— Short problem —
In the entries below, find the line containing "of stakes in". Copy it and all lines after it, exactly, through the end.

Records provided start

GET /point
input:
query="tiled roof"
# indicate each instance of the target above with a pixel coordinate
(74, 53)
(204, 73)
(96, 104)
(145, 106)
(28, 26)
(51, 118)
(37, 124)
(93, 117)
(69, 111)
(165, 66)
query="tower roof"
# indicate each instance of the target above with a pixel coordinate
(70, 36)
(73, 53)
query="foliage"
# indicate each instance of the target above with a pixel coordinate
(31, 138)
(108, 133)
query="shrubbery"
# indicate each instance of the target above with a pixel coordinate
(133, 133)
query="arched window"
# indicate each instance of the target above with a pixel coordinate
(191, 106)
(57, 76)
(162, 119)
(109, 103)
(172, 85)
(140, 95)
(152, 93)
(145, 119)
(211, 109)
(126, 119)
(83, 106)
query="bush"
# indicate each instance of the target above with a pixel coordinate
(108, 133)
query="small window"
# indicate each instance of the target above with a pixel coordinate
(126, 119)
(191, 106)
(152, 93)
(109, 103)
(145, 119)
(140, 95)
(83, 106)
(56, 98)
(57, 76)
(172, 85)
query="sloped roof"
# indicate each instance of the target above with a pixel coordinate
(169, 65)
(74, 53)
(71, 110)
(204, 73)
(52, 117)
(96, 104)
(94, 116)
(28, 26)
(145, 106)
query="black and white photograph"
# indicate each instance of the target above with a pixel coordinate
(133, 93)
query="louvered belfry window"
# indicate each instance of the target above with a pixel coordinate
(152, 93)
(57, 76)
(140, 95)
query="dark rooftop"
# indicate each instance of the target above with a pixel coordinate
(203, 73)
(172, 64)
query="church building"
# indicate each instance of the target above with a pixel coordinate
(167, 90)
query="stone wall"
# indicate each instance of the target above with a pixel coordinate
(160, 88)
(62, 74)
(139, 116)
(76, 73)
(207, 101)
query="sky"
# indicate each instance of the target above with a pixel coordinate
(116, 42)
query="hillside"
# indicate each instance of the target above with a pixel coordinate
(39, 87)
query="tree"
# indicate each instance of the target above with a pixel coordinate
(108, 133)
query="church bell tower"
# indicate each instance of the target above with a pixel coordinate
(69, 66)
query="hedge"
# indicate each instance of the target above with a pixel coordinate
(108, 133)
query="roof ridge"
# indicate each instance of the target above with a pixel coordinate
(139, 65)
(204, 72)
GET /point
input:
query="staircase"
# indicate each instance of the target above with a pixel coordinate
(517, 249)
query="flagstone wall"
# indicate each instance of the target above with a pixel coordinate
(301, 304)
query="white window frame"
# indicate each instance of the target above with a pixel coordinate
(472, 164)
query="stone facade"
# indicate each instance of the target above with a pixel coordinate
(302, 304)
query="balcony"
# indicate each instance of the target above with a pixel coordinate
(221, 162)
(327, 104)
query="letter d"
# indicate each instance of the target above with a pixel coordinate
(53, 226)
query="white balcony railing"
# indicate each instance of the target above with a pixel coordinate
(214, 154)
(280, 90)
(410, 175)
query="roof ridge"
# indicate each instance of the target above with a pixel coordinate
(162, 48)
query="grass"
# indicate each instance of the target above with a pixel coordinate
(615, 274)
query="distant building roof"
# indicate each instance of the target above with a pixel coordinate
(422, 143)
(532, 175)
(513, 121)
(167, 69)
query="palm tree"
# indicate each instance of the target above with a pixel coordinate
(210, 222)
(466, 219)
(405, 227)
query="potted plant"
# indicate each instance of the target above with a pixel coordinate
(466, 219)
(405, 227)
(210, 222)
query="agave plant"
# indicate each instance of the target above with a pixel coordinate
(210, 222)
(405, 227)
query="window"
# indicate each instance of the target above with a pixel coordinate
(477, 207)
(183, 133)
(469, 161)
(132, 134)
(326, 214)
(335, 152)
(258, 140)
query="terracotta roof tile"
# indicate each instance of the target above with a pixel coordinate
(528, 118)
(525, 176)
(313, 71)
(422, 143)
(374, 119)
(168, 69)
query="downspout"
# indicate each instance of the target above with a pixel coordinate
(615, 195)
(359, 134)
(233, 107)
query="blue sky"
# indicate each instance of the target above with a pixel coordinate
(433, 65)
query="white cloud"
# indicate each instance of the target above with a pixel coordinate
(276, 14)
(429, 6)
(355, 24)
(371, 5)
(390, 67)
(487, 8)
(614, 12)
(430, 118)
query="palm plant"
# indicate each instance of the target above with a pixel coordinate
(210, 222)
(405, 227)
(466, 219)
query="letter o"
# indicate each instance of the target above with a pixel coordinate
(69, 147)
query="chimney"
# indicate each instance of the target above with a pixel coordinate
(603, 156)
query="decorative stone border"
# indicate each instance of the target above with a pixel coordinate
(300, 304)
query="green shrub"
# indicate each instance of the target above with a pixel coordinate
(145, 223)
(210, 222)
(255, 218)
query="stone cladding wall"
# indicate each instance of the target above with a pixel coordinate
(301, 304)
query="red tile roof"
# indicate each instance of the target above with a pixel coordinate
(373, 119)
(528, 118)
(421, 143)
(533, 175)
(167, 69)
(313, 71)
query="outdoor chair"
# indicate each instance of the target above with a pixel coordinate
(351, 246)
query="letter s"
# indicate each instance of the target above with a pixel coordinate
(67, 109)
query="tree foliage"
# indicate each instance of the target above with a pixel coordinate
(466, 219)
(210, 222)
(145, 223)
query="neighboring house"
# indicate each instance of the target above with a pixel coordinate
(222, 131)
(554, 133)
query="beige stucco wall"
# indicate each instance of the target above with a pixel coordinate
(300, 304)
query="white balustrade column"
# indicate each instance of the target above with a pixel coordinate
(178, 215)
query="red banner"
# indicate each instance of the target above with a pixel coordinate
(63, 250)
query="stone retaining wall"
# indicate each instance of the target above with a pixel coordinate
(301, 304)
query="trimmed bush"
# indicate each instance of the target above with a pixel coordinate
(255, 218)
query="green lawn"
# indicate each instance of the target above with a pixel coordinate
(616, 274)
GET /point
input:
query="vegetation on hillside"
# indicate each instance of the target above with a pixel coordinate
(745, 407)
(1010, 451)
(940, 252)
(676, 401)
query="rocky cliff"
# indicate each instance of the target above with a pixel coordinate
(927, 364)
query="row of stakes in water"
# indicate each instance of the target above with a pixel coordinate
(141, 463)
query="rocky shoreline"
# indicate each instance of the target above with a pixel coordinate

Records provided end

— Answer for this exercise —
query="row of stakes in water"
# indicate each instance of the target above with a pixel coordinate
(141, 463)
query="rocky shoreline"
# indicate each instance of the target above with a pixel coordinate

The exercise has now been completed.